- GIVEN PROBLEM 1:
Decide whether each statement below agrees with the surfing interview. Answer yes or no for each, and quote the words from the interview that settle it.
(a) The speaker took up windsurfing before swimming on a team.
(b) The speaker started a woodworking business because of corona.
(c) The speaker does most photo shoots in Hamburg.

-- Start of TEXT SHOWN --

At first I started swimming in a team at the age of 5 and windsurfing at the age of 8. So water, the ocean and waves were always part of my life. In my early twenties I tried to surf waves without a sail for the first time and since then I left my sails in the attic more and more often. It was a relief that I only needed a board and a wetsuit, which suited well to travelling the world as a photo assistant at that time. And what can I say, surfing became one of the most important things in my life very quickly.
Why do you surf?
I just love being in the ocean. No matter how big or (im)perfect the waves are, I just love being out there experiencing nature. For me, surfing is not only about catching waves and riding them. I enjoy watching the surface, experiencing the underwater world and the feeling that there is something so much more powerful than us humans. Of course, it's one of the best feelings reading and using the power of the ocean to ride on waves, but for me surfing is more a global experience I can't describe with words than an act of doing sports.
What does a typical day in your life look like?
Hmm. Besides brushing my teeth first thing every morning I actually don’t really have typical days in my life so far. My job as a photographer makes every working day unique, cliché as it may sound. I barely shoot in my hometown Hamburg and travel a lot for work. And when I have some time off, I mostly check the European swell charts and hit the road to either shoot in the water or go surfing. But that changes at the moment because due to corona I started a new woodworking business next to my photography. That means walking my dog, having breakfast, using my van for wood transportation, working hours in the workshop, dinner, bed… you know what I mean. And honestly: I love it. So let's see what the future brings but as everything is somehow connected, like surfing with surf photography, woodwork with frames for my pictures, traveling to take them and so on, I picture myself in a good combination of everything - photo work, woodwork, traveling, ocean, family, doggo. But I can promise that I will not be able to describe a typical day in my life soon. And if I could, I would change that immediately. I just don't want to spend my time living a life I can describe in a couple of sentences, to be honest.
What is your favourite surf destination?

-- End of TEXT SHOWN --
-- Start of RECORDS SUPPLIED --

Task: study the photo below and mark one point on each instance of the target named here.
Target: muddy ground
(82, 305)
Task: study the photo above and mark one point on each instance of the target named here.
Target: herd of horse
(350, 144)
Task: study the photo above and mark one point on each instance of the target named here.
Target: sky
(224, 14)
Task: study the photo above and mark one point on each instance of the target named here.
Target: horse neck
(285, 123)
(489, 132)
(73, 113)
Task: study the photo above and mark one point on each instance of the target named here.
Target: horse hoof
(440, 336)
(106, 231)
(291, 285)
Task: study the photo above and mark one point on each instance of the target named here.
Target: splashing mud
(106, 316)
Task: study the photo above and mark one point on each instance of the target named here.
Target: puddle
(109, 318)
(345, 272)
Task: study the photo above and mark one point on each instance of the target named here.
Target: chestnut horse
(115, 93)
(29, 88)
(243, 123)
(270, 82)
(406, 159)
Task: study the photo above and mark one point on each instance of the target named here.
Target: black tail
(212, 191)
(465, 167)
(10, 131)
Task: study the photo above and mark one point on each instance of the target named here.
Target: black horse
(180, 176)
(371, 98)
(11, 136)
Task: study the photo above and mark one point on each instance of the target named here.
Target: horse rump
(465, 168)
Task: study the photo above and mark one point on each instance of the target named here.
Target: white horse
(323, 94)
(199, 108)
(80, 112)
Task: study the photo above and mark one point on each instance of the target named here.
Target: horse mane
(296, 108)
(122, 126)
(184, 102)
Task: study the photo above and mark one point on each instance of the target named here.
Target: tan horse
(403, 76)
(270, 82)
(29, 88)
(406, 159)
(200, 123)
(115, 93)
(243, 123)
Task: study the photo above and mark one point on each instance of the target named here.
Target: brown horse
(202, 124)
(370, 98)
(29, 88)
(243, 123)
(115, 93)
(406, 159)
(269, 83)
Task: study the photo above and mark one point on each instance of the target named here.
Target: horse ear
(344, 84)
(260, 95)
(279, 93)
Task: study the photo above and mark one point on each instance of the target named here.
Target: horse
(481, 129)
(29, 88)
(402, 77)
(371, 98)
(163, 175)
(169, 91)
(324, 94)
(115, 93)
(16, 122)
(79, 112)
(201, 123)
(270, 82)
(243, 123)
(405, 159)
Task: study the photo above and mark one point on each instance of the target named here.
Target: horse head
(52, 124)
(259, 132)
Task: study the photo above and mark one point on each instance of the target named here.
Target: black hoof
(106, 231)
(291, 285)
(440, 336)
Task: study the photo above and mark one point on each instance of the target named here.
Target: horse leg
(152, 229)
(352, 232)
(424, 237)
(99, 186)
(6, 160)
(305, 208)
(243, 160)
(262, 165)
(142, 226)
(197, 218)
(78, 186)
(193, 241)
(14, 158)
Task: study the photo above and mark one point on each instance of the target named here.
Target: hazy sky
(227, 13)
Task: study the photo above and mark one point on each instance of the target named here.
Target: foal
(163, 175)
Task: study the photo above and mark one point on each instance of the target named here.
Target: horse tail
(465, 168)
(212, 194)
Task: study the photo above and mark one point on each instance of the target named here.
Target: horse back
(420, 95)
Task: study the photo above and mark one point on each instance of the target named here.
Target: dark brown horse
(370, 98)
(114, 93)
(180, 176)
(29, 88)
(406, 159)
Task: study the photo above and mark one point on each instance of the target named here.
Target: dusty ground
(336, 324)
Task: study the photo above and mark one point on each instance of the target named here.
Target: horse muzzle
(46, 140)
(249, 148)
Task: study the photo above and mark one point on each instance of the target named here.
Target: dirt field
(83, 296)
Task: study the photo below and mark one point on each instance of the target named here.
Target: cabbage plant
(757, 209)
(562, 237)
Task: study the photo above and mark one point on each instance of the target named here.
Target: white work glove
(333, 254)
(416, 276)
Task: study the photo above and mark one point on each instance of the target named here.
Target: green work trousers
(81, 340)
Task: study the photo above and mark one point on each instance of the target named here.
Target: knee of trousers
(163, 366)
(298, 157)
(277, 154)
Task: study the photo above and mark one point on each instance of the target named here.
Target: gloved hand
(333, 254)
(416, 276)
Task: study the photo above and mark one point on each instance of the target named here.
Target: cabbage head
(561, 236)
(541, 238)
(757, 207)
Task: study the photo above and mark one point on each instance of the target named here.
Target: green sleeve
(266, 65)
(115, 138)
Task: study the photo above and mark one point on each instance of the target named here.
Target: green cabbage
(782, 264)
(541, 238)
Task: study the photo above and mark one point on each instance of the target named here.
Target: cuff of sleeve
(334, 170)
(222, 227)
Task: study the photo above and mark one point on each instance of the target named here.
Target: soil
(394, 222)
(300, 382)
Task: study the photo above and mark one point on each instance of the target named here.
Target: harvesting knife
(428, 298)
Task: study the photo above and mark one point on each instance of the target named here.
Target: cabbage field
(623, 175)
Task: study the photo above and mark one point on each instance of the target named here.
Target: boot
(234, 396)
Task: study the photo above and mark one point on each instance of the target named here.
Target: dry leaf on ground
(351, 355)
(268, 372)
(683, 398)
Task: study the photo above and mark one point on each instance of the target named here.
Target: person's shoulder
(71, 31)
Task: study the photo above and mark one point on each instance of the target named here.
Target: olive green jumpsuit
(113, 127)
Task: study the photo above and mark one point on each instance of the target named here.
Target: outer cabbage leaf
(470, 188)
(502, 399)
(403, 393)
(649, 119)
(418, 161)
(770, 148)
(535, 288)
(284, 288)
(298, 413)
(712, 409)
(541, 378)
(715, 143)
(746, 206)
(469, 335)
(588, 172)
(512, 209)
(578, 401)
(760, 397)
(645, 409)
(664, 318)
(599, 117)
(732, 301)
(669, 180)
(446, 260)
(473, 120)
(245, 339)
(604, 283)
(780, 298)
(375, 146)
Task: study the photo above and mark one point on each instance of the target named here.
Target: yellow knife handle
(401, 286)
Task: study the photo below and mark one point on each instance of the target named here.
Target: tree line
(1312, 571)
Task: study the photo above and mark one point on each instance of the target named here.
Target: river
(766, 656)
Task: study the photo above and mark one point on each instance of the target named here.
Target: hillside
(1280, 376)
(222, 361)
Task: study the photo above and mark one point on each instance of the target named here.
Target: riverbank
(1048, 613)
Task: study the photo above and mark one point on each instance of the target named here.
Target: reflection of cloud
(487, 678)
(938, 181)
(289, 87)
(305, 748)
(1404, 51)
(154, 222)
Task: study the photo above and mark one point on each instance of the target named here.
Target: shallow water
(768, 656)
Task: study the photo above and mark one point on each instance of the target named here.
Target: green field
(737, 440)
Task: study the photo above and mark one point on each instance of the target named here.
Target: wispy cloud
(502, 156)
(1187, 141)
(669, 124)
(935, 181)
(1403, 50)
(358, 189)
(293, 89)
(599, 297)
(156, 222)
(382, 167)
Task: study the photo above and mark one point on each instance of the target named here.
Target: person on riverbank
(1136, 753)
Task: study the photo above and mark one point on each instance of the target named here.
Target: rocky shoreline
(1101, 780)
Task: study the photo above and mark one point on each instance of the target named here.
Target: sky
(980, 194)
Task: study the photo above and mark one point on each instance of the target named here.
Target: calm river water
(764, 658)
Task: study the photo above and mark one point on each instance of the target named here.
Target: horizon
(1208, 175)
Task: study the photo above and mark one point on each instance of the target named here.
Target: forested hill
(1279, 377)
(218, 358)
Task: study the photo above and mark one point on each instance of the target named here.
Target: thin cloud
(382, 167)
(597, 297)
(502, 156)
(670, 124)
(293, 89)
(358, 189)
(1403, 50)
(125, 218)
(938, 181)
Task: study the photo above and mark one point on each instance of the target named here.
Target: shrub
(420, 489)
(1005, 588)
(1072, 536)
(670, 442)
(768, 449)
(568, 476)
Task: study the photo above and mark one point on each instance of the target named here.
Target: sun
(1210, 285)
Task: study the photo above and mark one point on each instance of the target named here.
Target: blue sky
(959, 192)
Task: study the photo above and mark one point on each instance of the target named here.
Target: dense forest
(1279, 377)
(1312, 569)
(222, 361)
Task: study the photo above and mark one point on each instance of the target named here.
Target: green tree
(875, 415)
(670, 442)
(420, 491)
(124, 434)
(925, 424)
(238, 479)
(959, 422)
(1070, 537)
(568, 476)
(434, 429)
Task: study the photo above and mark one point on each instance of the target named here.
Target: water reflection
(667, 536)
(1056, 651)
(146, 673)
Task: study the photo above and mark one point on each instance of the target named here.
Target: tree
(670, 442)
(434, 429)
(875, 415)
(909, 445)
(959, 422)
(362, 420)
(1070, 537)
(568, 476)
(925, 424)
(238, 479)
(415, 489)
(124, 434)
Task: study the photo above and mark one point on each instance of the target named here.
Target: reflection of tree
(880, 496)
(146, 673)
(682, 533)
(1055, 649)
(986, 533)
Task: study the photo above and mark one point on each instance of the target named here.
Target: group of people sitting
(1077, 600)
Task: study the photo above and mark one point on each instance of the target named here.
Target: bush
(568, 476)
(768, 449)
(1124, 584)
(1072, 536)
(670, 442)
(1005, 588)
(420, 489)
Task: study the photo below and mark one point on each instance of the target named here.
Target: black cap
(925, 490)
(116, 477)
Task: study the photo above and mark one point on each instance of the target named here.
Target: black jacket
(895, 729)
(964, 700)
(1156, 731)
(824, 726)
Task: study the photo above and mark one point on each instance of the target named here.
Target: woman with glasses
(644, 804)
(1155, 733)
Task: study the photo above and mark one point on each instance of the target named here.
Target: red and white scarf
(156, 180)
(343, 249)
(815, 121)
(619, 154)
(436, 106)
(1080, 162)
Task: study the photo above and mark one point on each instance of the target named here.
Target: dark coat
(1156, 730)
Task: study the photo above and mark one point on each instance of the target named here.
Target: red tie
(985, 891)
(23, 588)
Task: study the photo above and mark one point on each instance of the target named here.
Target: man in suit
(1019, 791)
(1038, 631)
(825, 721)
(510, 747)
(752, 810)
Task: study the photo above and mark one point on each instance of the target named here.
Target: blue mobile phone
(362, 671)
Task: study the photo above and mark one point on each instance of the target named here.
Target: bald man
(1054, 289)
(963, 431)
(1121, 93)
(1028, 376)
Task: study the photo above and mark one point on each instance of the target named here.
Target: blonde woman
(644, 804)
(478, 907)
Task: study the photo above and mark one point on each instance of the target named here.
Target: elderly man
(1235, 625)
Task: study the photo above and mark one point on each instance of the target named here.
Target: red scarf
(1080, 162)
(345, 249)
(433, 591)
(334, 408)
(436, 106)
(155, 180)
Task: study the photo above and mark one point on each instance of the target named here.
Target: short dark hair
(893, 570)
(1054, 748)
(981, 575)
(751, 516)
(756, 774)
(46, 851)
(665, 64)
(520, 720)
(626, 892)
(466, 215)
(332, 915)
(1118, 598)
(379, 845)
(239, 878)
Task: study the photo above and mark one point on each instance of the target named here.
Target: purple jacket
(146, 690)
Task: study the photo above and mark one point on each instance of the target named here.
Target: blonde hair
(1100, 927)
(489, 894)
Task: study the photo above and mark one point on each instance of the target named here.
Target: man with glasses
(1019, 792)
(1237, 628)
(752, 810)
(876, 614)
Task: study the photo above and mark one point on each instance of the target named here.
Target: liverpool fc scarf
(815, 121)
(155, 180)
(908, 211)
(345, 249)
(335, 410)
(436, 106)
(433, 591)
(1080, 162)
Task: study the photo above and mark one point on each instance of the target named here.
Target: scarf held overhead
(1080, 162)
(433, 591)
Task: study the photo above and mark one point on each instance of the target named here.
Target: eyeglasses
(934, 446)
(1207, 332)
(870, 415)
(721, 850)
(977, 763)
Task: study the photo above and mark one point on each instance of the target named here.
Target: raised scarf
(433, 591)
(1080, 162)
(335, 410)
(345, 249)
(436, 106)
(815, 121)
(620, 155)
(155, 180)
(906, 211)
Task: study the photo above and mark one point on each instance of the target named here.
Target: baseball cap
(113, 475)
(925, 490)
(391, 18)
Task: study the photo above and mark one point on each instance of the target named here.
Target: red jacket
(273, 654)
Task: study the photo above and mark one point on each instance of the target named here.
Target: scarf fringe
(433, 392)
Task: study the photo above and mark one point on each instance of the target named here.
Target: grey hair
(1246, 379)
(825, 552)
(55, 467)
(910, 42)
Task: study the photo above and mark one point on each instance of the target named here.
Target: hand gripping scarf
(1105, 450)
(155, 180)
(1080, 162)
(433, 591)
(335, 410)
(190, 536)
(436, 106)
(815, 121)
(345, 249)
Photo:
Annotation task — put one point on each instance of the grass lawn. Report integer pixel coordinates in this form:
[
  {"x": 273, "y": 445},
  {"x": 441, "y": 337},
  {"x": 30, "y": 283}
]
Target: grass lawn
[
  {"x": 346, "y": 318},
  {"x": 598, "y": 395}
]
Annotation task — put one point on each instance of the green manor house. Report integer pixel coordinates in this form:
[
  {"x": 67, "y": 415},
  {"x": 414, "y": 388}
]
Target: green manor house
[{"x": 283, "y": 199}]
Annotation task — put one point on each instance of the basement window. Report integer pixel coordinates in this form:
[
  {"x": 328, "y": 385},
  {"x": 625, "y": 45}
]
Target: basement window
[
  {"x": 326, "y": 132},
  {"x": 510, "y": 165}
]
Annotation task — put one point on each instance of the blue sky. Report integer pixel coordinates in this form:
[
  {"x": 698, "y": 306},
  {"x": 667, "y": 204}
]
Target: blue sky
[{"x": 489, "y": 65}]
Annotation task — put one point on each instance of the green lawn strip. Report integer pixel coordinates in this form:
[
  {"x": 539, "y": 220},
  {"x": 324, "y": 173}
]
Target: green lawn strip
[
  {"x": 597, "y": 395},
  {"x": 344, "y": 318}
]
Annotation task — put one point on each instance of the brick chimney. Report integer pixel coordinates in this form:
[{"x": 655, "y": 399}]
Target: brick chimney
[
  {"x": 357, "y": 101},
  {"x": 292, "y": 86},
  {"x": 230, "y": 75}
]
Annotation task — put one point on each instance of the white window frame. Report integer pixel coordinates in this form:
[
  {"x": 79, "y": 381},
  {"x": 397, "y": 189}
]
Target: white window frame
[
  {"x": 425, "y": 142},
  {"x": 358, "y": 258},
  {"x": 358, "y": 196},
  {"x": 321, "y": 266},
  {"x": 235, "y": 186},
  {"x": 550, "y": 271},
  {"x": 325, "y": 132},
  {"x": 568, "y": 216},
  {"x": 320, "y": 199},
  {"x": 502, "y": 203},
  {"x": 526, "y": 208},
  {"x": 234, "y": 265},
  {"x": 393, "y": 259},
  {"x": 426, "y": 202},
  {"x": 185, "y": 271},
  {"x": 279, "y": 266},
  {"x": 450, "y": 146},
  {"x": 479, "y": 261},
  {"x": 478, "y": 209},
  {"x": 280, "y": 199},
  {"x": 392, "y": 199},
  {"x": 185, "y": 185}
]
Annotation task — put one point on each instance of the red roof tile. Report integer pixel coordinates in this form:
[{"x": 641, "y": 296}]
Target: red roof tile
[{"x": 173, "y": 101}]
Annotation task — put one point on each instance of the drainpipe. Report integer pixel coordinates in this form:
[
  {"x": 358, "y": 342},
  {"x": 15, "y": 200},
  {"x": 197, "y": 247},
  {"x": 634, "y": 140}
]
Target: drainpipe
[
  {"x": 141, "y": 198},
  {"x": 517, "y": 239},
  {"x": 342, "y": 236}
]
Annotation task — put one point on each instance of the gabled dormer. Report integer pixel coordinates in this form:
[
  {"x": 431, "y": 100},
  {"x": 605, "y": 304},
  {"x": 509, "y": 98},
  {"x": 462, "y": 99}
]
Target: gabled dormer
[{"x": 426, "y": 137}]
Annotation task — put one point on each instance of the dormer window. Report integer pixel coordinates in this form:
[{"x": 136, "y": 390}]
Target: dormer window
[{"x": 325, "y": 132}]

-- End of RECORDS SUPPLIED --

- GIVEN PROBLEM 2: In the entries, shift every x and y coordinate in the answers by adding 126. Rewrite every line from the one containing "of the gabled" through the end of the entries, keeping the requests in those lines.

- TASK RESPONSE 1:
(a) No: "I started swimming in a team at the age of 5 and windsurfing at the age of 8."
(b) Yes: "due to corona I started a new woodworking business next to my photography."
(c) No: "I barely shoot in my hometown Hamburg and travel a lot for work."

- TASK RESPONSE 2:
Annotation task — put one point on each instance of the gabled dormer. Report integer pixel coordinates in this form:
[
  {"x": 431, "y": 100},
  {"x": 605, "y": 304},
  {"x": 509, "y": 98},
  {"x": 462, "y": 99}
]
Target: gabled dormer
[{"x": 552, "y": 263}]
Annotation task — put one point on each instance of the dormer window. Report integer pixel coordinates in this form:
[{"x": 136, "y": 390}]
Target: dormer window
[{"x": 451, "y": 258}]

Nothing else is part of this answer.